### Raw records
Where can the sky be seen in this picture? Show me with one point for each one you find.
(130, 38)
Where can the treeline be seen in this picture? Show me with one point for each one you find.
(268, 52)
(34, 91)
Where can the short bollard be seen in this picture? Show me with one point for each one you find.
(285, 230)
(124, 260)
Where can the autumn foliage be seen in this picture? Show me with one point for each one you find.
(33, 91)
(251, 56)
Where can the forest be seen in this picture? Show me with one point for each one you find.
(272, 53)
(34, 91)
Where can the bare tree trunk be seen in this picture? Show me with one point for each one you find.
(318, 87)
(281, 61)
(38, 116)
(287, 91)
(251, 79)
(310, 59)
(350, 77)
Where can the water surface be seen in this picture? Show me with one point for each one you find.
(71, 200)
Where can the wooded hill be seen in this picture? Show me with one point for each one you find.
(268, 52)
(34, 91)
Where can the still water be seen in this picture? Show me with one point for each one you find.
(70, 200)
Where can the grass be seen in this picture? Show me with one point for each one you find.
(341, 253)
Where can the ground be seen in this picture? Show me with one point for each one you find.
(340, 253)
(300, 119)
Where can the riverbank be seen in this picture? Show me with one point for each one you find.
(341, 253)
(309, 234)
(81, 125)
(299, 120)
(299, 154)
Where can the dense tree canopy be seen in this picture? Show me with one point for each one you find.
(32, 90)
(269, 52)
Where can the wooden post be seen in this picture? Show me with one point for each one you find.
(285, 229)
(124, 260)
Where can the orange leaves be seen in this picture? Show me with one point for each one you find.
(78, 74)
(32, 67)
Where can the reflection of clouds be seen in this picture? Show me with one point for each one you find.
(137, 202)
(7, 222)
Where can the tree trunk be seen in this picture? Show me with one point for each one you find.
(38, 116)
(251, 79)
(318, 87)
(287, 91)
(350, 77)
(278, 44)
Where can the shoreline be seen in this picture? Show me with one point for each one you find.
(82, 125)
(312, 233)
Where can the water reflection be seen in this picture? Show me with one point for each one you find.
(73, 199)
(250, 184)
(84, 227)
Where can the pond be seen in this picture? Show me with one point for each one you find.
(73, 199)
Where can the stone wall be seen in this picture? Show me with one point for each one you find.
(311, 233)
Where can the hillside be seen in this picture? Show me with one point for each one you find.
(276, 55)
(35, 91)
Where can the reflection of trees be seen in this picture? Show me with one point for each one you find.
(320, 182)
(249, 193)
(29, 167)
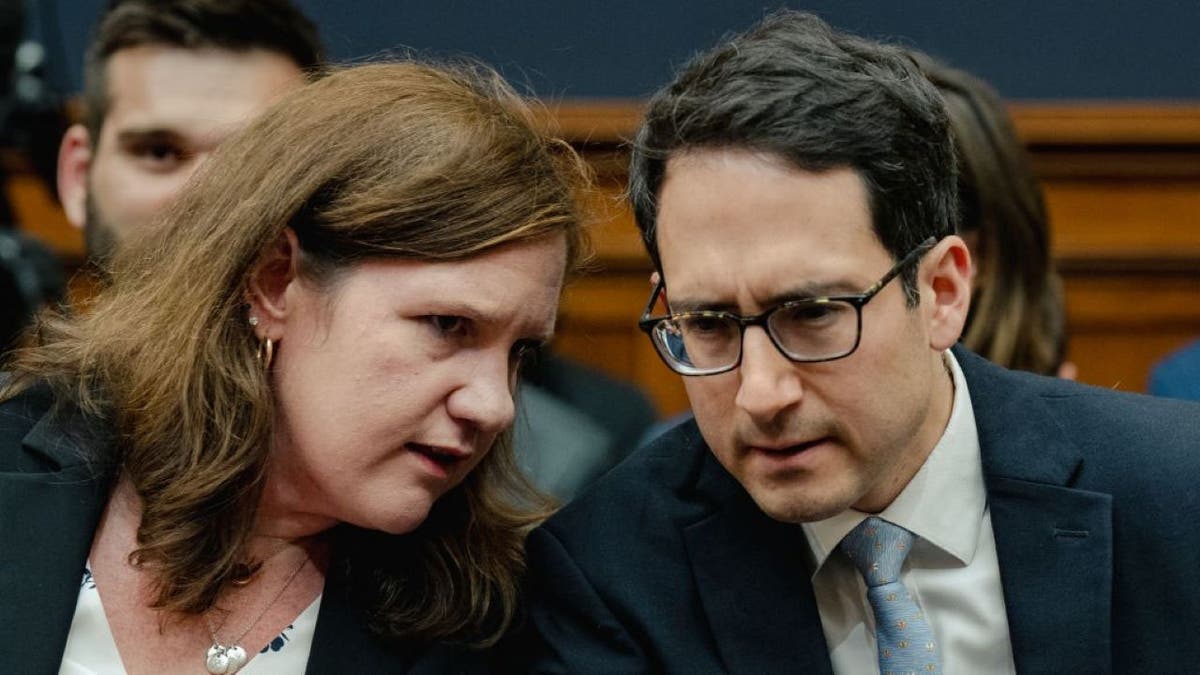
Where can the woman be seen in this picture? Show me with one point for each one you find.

### Exercise
Leave out the pictures, and extract exactly the lines from the one with "Where can the pond" through the end of the records, both ends included.

### Solution to the problem
Where can the pond be seen in this picture? Show me with one point for each one you find.
(73, 199)
Where can the stone wall be seen in this picture? Show me with one point for each one you find.
(311, 233)
Where can the hillside be seen in this picture? Show me with one point for each one you find.
(276, 55)
(35, 91)
Where can the reflection of trees be seen in this picture? Show me with one point for each one you find.
(320, 182)
(249, 193)
(29, 167)
Where can the woman be seen in this picture? Show me with one point for each one you find.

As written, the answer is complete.